■ Required tasks
(a) From the text on cell culture and collagen gel contraction methods, list every supplier that is named with its location in parentheses. Give each one's location too.
(b) Pick up the text on cell culture and collagen gel contraction methods after its last sentence and keep writing.

■ Extract to read
Cells and cell culture. Murine C2C12 myoblast cells, from the American Type Culture Collection, were kindly provided by Dr. A. Starzinski-Powitz. C2C12 cells lack collagen-binding β₁-integrins and do not mediate collagen gel contraction in the absence of exogenous stimulators (26). C2C12-2 cells are C2C12 cells transfected with human full-length integrin 2 cDNA and have been described earlier (26). These cells express integrin ₂β₁ as the only collagen-binding integrin. Cells were kept in Dulbecco's modified Eagle's medium (DMEM) supplemented with 10% fetal bovine serum (both from GIBCO; Gaithersburg, MD), 60 µg/ml penicillin, and 50 µg/ml streptomycin at 37°C with 5% CO₂-95% room air.

Collagen gel contraction. Collagen gel contractions were performed as previously described (9). Briefly, 96-well plates (Sarstedt, Nümbrecht, Germany) were blocked in BSA overnight at 37°C and washed with PBS. Cells were washed two times in DMEM and mixed with a collagen solution containing five parts 2x DMEM, one part 0.2 mol/l HEPES (pH 8.0), and four parts collagen type I (Vitrogen 100, Cohesion, Palo Alto, CA) to a final concentration of 100,000 cells/ml. When indicated, anti-integrin β₁ IgM (10 µg/ml final concentration; Ha2/5, BD Pharmingen, San Diego, CA) and/or an integrin _v inhibitor [10 µmol/l final concentration, cyclo-(Arg-Gly-Asp-D-Phe-Val); Bachem, Bubendorf, Switzerland] were added to the cell/collagen suspension. Cell/collagen suspension (100 µl) was transferred to each well in the 96-well plates, and the plates were left in 37°C for 1.5 h for gels to form. The gels were then detached from the walls of the wells by injection of 100 µl DMEM into each well. When indicated, insulin (Insuman Rapid, Aventis Pharma, Paris, France) was added to the flotation media (0.1 IU/ml final concentration). The relaxed, floating gels were further incubated at 37°C, and gel diameters were measured microscopically at the indicated time points. Contraction is presented as the gel area in percentage of the original gel area. Each experiment was repeated three times with a minimum of six gels per condition.

■ Data for review
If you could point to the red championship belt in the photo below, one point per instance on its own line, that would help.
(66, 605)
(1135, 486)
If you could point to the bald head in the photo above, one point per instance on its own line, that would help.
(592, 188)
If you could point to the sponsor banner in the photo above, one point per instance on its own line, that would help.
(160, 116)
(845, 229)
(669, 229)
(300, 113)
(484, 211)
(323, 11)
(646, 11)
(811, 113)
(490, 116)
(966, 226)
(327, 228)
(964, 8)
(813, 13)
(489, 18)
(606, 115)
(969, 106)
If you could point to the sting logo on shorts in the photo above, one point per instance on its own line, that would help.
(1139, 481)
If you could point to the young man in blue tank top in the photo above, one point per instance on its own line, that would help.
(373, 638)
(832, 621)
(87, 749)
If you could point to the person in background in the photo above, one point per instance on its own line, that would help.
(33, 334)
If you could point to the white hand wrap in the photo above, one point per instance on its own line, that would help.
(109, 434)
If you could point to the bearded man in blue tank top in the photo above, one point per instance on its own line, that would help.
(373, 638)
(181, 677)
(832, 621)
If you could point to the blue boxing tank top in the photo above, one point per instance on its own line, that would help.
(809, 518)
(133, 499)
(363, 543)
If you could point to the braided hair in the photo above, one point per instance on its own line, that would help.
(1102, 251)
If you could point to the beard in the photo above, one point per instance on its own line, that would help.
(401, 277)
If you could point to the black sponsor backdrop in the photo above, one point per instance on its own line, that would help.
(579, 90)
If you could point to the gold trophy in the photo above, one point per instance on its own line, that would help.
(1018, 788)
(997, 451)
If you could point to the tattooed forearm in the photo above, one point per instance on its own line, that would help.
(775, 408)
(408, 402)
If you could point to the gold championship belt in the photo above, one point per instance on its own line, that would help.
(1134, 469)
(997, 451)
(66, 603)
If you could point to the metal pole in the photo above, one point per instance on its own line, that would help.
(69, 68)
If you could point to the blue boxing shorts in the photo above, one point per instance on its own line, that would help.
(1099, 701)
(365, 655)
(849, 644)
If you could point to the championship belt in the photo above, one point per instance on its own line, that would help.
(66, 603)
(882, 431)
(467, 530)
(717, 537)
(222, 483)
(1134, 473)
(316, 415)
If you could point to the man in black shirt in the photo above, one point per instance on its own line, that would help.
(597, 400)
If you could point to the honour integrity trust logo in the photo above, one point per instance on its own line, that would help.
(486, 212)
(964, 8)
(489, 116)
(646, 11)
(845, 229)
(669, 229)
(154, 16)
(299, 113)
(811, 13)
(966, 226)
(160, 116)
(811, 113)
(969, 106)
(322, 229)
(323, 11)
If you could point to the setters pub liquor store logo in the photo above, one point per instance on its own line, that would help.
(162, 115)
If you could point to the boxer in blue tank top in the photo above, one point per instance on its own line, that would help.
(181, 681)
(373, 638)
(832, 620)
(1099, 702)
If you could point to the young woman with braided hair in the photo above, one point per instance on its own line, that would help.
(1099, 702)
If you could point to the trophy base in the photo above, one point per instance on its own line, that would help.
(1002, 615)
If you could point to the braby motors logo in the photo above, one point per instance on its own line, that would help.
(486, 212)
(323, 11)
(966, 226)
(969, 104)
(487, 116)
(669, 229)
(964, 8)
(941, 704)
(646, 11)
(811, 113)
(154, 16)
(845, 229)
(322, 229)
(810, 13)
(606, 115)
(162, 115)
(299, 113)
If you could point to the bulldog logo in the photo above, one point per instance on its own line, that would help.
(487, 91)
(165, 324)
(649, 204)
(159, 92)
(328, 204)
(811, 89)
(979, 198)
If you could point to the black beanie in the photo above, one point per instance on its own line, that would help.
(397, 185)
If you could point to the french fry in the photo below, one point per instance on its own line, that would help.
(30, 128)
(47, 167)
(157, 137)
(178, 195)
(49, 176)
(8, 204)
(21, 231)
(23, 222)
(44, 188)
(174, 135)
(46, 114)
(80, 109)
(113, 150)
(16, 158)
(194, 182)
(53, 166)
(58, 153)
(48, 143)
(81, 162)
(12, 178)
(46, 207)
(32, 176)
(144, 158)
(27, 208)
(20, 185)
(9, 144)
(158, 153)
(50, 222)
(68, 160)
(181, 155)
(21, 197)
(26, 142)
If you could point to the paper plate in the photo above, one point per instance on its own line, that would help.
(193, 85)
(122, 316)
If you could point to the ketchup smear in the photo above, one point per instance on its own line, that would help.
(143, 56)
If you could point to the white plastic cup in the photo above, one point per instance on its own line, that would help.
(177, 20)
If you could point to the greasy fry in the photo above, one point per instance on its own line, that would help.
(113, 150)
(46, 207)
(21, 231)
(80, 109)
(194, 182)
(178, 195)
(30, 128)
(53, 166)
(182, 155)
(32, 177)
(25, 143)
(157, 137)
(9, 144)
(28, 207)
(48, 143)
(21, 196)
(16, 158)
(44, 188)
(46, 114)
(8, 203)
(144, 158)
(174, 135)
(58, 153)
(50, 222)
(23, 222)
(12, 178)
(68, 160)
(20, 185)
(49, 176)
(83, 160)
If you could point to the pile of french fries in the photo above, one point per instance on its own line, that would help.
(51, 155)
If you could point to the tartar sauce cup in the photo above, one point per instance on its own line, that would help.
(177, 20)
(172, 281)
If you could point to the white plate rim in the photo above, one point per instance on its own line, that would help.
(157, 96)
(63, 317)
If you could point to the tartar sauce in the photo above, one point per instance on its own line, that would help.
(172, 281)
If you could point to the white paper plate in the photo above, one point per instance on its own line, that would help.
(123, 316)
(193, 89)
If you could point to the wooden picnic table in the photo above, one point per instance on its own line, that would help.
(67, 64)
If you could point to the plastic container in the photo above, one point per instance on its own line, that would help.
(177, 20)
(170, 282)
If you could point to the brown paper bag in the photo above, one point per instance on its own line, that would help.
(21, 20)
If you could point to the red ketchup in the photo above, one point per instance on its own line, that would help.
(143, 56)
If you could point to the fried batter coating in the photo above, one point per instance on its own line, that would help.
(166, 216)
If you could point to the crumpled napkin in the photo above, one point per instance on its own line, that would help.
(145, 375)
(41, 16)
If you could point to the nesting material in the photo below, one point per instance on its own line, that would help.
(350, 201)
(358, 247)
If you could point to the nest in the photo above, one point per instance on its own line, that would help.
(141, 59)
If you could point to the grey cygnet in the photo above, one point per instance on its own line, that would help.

■ Results in order
(a)
GIBCO (Gaithersburg, MD)
Sarstedt (Nümbrecht, Germany)
Cohesion (Palo Alto, CA)
BD Pharmingen (San Diego, CA)
Bachem (Bubendorf, Switzerland)
Aventis Pharma (Paris, France)

(b)
P_IF measurements. P_IF was measured using sharpened glass capillaries filled with 0.3 M NaCl colored with Evans blue and connected to a servo-controlled counterpressure system (30). The punctures were performed through intact skin using a stereomicroscope (Wild M5, Heerbrugg, Switzerland). Care was taken not to cause any compression or retraction of the skin while puncturing. The animal was placed in a supine position, and the left hind paw was carefully fixed to the table with surgical tape. Control P_IF was measured with the circulation still intact. NaCl (controls) or 10 µg LPS (Sigma, St. Louis, MO) in 0.1 ml 0.9% NaCl was injected intravenously and allowed to circulate for 2 min before circulatory arrest was induced. Circulatory arrest was induced to prevent a potential underestimation of the lowered P_IF due to increased interstitial fluid volume as a result of increased transcapillary fluid flux. The P_IF was monitored for 30 min, and 0.5 µl insulin, 0.1 IE/ml Actrapid (Novo Nordisk, diluted in 0.9% NaCl) was then injected subdermally using a 10-µl chromatography syringe (Hamilton). Measurements were then continued for another 30 min at the edge of the injected volume, and all measurements were preformed at the same distance from the injection site, visually controlled. The pressure measurements were averaged in 15-min periods. For a measurement to be accepted, the following criteria had to be fulfilled: 1) feedback gain could be changed without changing the pressure, and 2) applying suction to the pipette by the pump increased the resistance in the pipette (this ensured contact between the pipette and the interstitial fluid, i.e., that the pipette was open), and 3) zero pressure did not change during the measurement.

Statistical analysis. One-way ANOVA and subsequent Bonferroni post hoc tests were used for each experimental group, comparing control, 15 to 30 min, and 45 to 60 min. Thereafter, the groups were compared against each other for the specific periods. For the in vitro gel experiments, Student's t-tests were used. Results are presented as means ± SE. P < 0.05 was considered statistically significant.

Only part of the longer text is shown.